▶ **Metin Parçası**
*-*-*
Zorunlu öğrenim çağındaki üç buçuk milyon çocuğumuzun “okullu olmaması” ve devam takibi yapılmaması başlı başına eşitsizliktir. Bunun yanında MEB’in ortaöğretimde ki okulların % 10 “nitelikli” tarif etmesi %90’ın ise “niteliksiz” anlamı ile eşitsizliktir. Kapatılan köy okulları, yetişkin yaygın eğitim kurslarının durdurulması, taşımalı uygulamalarının azaltılması eşitsizliktir. Eğitim yapılarının kullanım tercihi nedeni ile ikili öğretim eşitsizliktir. Milyonlarca öğrencinin derslerine ücretli kişiler ile DİB personelinin ve vakıf elemanları ile derse girilmesi eşitsizliktir. Okul Sporları Federasyonunun kapatılması eşitsizliktir.
MESLEKİ EĞİTİM, MESLEK KAZANDIRIYOR MU?
Çocuklarımızın ilgi, istek, yetenek ve becerilerine göre meslek kazanması sağlanmalı iken, 3308 Mesleki Eğitim Kanunu uygulanmaması nedeniyle öğrenciler yeterlilik bilgi ve deneyim ile mezun olamamaktadır. Şimdiki durumdan çocuklar ucuz iş gücü olarak değerlendirilmekte fakat öğrencinin üstün yararına göre liyakati oluşmamaktadır.3308 Sayılı Mesleki Eğitim Kanunu tam olarak uygulanmalıdır.
HOCAM ÖNEMLİ KONULARDAN BİRİ DE MAARİF MÜFREDATI.BU MÜFREDAT EĞİTİME NE GETİRİR-NE GÖTÜRÜR?
*-*-*
▶ **Sağlanan Veriler**
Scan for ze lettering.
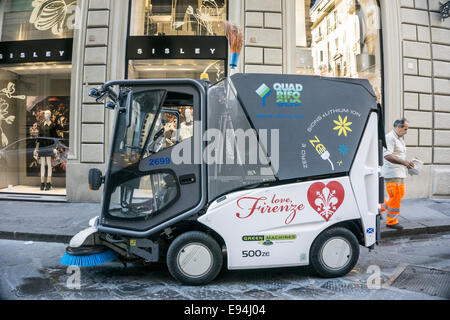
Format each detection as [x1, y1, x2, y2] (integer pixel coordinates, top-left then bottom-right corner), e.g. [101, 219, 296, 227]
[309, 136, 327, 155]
*-*-*
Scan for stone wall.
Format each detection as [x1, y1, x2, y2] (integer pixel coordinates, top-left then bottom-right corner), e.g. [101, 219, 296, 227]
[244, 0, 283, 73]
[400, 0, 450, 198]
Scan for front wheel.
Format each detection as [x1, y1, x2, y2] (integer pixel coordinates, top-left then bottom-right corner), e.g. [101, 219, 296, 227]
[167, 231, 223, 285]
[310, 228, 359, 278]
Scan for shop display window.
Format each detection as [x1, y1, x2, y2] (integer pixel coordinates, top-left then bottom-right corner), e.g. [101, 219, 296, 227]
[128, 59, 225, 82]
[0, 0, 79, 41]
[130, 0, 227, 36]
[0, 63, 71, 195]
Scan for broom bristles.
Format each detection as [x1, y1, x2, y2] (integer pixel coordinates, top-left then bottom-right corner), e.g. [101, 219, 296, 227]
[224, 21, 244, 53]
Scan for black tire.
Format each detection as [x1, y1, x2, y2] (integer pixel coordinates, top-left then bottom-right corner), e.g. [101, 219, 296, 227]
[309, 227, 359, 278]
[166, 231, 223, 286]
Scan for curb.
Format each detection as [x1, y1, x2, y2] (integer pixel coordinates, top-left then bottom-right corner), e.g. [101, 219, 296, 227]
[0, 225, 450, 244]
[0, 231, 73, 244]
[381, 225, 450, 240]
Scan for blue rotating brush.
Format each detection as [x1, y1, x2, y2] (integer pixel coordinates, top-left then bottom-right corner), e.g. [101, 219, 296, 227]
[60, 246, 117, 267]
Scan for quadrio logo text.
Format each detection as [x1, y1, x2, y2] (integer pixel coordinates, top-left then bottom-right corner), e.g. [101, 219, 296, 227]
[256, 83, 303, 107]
*-*-*
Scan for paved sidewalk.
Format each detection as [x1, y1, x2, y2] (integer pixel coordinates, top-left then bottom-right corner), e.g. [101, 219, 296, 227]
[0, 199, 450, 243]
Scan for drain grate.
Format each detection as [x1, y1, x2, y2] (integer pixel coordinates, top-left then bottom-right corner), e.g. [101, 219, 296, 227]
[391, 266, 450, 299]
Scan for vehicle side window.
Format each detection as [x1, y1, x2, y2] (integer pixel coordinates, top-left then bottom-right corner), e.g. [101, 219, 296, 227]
*-*-*
▶ **Yapılacak Görev**
Yukarıdaki metin parçasından "Zorunlu öğrenim çağındaki" ile "Federasyonunun kapatılması eşitsizliktir." arasındaki bölümü, bu iki ifade de dahil olmak üzere hiçbir değişiklik yapmadan yazdırın.

▶ **Doğru Sonuç**
Zorunlu öğrenim çağındaki üç buçuk milyon çocuğumuzun “okullu olmaması” ve devam takibi yapılmaması başlı başına eşitsizliktir. Bunun yanında MEB’in ortaöğretimde ki okulların % 10 “nitelikli” tarif etmesi %90’ın ise “niteliksiz” anlamı ile eşitsizliktir. Kapatılan köy okulları, yetişkin yaygın eğitim kurslarının durdurulması, taşımalı uygulamalarının azaltılması eşitsizliktir. Eğitim yapılarının kullanım tercihi nedeni ile ikili öğretim eşitsizliktir. Milyonlarca öğrencinin derslerine ücretli kişiler ile DİB personelinin ve vakıf elemanları ile derse girilmesi eşitsizliktir. Okul Sporları Federasyonunun kapatılması eşitsizliktir.